**** Dataset entries ****

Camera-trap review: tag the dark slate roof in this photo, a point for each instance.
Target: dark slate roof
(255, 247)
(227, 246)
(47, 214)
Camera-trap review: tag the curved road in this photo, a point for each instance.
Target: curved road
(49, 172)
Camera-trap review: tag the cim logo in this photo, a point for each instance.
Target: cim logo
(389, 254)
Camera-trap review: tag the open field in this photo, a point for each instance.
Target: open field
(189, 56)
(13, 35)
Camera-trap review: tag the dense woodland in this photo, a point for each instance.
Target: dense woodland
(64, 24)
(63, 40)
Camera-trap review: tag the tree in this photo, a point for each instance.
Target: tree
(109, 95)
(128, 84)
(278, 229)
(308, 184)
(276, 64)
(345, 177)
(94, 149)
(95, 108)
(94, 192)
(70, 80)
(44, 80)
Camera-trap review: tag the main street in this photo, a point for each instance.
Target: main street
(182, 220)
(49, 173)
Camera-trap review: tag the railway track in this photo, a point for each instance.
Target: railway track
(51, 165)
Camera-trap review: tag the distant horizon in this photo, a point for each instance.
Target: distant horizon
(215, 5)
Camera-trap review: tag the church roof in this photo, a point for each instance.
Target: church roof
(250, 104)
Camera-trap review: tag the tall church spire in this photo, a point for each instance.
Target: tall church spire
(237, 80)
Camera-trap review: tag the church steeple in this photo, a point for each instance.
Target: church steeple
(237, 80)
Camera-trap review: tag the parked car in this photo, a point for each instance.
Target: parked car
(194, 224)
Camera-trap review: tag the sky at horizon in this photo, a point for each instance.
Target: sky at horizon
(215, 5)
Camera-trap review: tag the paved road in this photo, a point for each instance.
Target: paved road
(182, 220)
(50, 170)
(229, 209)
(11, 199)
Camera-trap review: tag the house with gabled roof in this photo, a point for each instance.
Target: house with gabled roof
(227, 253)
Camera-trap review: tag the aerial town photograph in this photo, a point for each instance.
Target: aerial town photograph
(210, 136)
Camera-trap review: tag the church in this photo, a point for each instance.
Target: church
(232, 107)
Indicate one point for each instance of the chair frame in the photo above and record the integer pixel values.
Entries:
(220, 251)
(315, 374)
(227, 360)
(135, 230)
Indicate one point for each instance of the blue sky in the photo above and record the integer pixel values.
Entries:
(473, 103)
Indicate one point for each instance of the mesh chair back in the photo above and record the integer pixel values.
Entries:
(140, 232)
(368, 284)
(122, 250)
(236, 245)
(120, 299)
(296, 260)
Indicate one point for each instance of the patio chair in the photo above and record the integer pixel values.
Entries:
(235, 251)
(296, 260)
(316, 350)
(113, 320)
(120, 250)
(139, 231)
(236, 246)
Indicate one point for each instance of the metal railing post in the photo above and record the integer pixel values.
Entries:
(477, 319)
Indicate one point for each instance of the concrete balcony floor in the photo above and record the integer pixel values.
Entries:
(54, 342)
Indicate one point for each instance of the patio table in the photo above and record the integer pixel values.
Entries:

****

Copy out every one of the records above line for line, keeping each line unchanged and in its original order.

Response —
Camera-trap review: tag the dark slate roof in this photo, a point for each instance.
Target: dark slate roof
(255, 247)
(227, 246)
(47, 214)
Camera-trap review: tag the curved road in this photo, a point for each instance.
Target: curved road
(49, 172)
Camera-trap review: tag the cim logo in this photo, a point for each instance.
Target: cim logo
(389, 254)
Camera-trap review: tag the open field in this photo, a point for each instance.
Target: open field
(189, 56)
(13, 35)
Camera-trap review: tag the dense woodland in this photo, a point for each instance.
Target: dense woodland
(64, 24)
(63, 40)
Camera-trap review: tag the tree in this photo, a point for each instance.
Target: tree
(109, 95)
(128, 84)
(278, 229)
(308, 184)
(276, 64)
(345, 177)
(94, 149)
(95, 108)
(94, 192)
(70, 80)
(44, 80)
Camera-trap review: tag the main street in this photo, a point for each instance.
Target: main street
(182, 220)
(49, 173)
Camera-trap review: tag the railway track in this photo, a point for each instance.
Target: railway track
(51, 165)
Camera-trap review: tag the distant horizon in this photo, a point for each instance.
Target: distant horizon
(215, 5)
Camera-trap review: tag the church roof in this photo, a point for each instance.
Target: church roof
(250, 104)
Camera-trap review: tag the tall church spire in this photo, a point for each instance.
Target: tall church spire
(237, 80)
Camera-trap review: tag the church steeple in this photo, a point for each instance.
Target: church steeple
(237, 80)
Camera-trap review: tag the parked car in this photo, a point for each instance.
Target: parked car
(194, 224)
Camera-trap review: tag the sky at horizon in this photo, a point for each instance.
Target: sky at horizon
(215, 5)
Camera-trap review: tag the paved road in this photo, a point for each instance.
Target: paved road
(182, 220)
(50, 170)
(229, 209)
(11, 199)
Camera-trap review: tag the house with gabled roof in this photo, a point for each instance.
Target: house with gabled roof
(227, 253)
Camera-trap review: tag the aerial town photograph in this photo, a point for each instance.
Target: aerial town photograph
(210, 136)
Camera-trap review: tag the church in this photo, a point for each instance.
Target: church
(232, 107)
Indicate one point for each instance of the chair frame in the photo above and record the integer pixel values.
Entries:
(220, 251)
(315, 374)
(227, 360)
(135, 230)
Indicate one point for each instance of the blue sky in the photo above and record the integer pixel values.
Entries:
(473, 103)
Indicate one point for each instance of the mesh chair back in the photo above and record the integer pixel values.
Entries:
(140, 232)
(368, 284)
(122, 250)
(236, 245)
(120, 299)
(296, 260)
Indicate one point for each instance of the patio chair in the photo above and record the integer pixel values.
Entries:
(235, 251)
(296, 260)
(316, 350)
(113, 320)
(120, 250)
(139, 231)
(236, 246)
Indicate one point for each instance of the metal railing post in the photo above and record the integer pixel values.
Entries:
(477, 319)
Indicate one point for each instance of the concrete balcony floor in the photo above and record the integer pixel values.
Entries:
(54, 342)
Indicate one point for each instance of the patio table in the photo above and record the integer pixel values.
Entries:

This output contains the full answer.